Dataset records
• • • • • • •

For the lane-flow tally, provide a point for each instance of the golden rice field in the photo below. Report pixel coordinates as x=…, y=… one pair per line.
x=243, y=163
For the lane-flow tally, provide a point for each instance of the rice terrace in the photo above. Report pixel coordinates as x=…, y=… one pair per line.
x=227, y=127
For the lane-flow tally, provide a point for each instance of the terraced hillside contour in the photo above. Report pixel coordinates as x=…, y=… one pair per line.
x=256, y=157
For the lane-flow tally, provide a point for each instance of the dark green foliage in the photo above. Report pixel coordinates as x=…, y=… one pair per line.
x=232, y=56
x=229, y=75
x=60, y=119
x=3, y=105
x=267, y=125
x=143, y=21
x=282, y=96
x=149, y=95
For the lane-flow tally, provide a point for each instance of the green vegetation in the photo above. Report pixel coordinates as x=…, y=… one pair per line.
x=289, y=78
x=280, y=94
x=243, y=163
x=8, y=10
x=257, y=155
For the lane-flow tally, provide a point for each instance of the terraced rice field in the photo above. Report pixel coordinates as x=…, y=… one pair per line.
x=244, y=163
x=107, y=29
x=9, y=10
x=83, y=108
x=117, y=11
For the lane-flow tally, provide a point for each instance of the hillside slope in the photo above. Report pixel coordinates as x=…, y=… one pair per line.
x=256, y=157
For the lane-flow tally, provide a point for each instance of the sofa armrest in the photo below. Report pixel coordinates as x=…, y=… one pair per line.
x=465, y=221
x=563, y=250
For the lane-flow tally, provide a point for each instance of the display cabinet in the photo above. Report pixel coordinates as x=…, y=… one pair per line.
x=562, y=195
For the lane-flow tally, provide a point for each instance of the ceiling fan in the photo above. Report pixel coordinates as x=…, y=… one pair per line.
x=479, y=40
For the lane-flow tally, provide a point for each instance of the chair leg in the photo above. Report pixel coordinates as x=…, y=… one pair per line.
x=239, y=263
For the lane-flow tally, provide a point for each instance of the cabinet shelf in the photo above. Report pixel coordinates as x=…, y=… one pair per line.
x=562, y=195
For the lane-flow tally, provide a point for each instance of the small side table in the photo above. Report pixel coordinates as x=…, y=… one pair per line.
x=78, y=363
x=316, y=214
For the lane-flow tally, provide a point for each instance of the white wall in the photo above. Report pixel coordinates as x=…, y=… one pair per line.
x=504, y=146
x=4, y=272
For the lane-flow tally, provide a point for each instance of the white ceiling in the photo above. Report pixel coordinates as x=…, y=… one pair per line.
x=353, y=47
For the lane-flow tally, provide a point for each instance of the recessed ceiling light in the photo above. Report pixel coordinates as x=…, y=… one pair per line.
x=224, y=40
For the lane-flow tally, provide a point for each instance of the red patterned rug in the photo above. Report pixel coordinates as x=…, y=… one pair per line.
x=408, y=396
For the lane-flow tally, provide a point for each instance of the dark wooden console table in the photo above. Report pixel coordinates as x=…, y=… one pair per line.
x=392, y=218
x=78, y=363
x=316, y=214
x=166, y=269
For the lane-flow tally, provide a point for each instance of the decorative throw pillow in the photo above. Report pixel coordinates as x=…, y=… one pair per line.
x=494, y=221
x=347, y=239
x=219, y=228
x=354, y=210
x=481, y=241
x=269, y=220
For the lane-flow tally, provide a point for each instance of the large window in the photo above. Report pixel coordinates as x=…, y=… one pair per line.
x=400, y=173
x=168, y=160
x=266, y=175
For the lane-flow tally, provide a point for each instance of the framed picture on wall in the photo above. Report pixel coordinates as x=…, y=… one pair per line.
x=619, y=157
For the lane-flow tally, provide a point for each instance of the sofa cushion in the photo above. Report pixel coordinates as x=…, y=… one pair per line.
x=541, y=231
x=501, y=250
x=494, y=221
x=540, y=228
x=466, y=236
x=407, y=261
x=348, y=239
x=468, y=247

• • • • • • •

Exercise task:
Update the data above so that "lane-flow tally" reads "object count" everywhere it occurs, keeping every other part the same.

Response to this task:
For the object count, provide a point for each instance of the golden rice field in the photo below. Report pixel coordinates as x=…, y=… one pair per line.
x=243, y=163
For the object count, provide a point for each instance of the rice terrace in the photo above. Report pixel coordinates as x=…, y=… one pair per line.
x=227, y=127
For the object count, provide a point for each instance of the terraced hillside contour in the photo above. Report pixel coordinates as x=…, y=… one pair per line.
x=256, y=157
For the object count, provide a point for each instance of the dark green foliage in the photo above. Report pixel coordinates as x=…, y=… one pair per line.
x=232, y=56
x=229, y=75
x=60, y=119
x=3, y=105
x=267, y=125
x=143, y=21
x=282, y=96
x=149, y=95
For the object count, provide a point for each instance of the green vegetation in the photo above. Report pixel coordinates as x=…, y=… one pair per line.
x=289, y=78
x=280, y=94
x=243, y=163
x=8, y=10
x=257, y=155
For the object count, provide a point for each instance of the terraced rice field in the photo above. Report pixel coordinates as x=…, y=… one pair per line.
x=244, y=163
x=107, y=29
x=9, y=10
x=83, y=108
x=117, y=11
For the object count, provide a point for each instance of the hillside slope in the photo above. Report pixel coordinates as x=…, y=… one pair per line.
x=256, y=157
For the object count, provide a point for each instance of the sofa armrest in the photo below. Report pixel coordinates as x=…, y=… one pair per line.
x=465, y=221
x=563, y=250
For the object count, provide a point for each instance of the display cabinet in the photo above. Report pixel coordinates as x=…, y=… one pair per line.
x=562, y=195
For the object count, provide a point for each instance of the ceiling fan in the photo above. Report pixel coordinates as x=…, y=… one pair per line.
x=479, y=40
For the object count, provide a point for each instance of the chair leg in the photo above. Report pixel coordinates as x=…, y=… one pair per line.
x=239, y=263
For the object count, provide a point for each instance of the cabinet shelf in the photo above. Report pixel coordinates as x=…, y=… one pair per line.
x=562, y=195
For the object count, provide a point for each instance of the small side table in the photo above. Report pixel coordinates as x=…, y=… one pair per line.
x=78, y=363
x=316, y=214
For the object count, provide a point for each instance of the white wall in the photo above. Report pixel coordinates as x=…, y=… one pair per line.
x=504, y=146
x=4, y=272
For the object count, provide a point for each instance of the white ceiling in the photo above. Report pixel coordinates as x=…, y=… one pair per line.
x=353, y=47
For the object count, provide a point for each instance of the recessed ceiling light in the photo above. Report pixel coordinates as x=…, y=… one pair per line.
x=224, y=40
For the object count, provide a point for each instance of the red patterned rug in the photo above. Report pixel coordinates as x=…, y=… one pair per line.
x=408, y=396
For the object count, provide a point for each instance of the dark wooden console table in the photo above. Report pixel coordinates as x=…, y=… one pair per line.
x=392, y=218
x=78, y=363
x=316, y=214
x=166, y=269
For the object count, provide a point for each instance of the decorative throw pillow in the photo above. Report pixel coordinates as x=…, y=… one pair per line.
x=494, y=221
x=347, y=239
x=219, y=228
x=354, y=210
x=481, y=241
x=269, y=220
For the object count, provide a point for each instance of the large window in the photo above. Report pixel coordinates as x=…, y=… one pair per line.
x=400, y=173
x=168, y=160
x=266, y=175
For the object count, provide a point for each instance of the framed picture on wall in the photo above. Report pixel coordinates as x=…, y=… one pair per line.
x=619, y=157
For the object count, provide a point for each instance of the sofa cushion in the photo above. Report pixel coordinates as x=…, y=… one pair per line.
x=541, y=231
x=501, y=250
x=494, y=221
x=540, y=228
x=466, y=236
x=407, y=261
x=348, y=239
x=468, y=247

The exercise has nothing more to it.